> Task details
Write out the data below again, substituting "plain-text" for "free-text" and leaving everything else unchanged. Leave the pictures out of your answer.

> Entries
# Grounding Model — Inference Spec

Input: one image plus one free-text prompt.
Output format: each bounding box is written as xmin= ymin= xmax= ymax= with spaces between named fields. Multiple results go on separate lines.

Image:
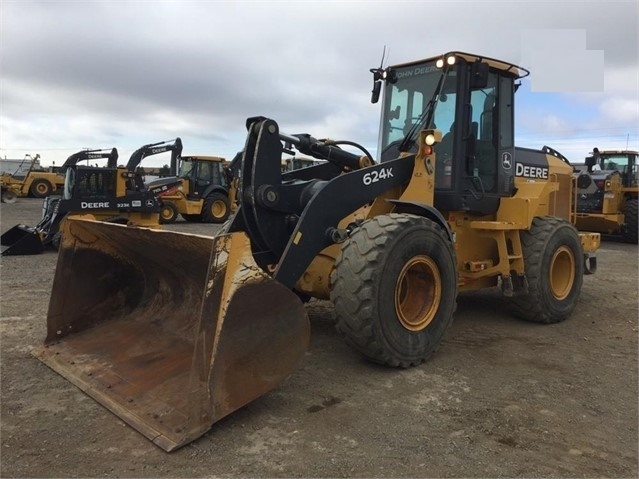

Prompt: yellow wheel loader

> Complete response
# Grounding Model — Inference Spec

Input: one image plus one plain-text prompt.
Output format: each bounding box is written as xmin= ymin= xmax= ymax= with spaces between named fields. Multiple results go on separate lines.

Image:

Prompt: yellow wheel loader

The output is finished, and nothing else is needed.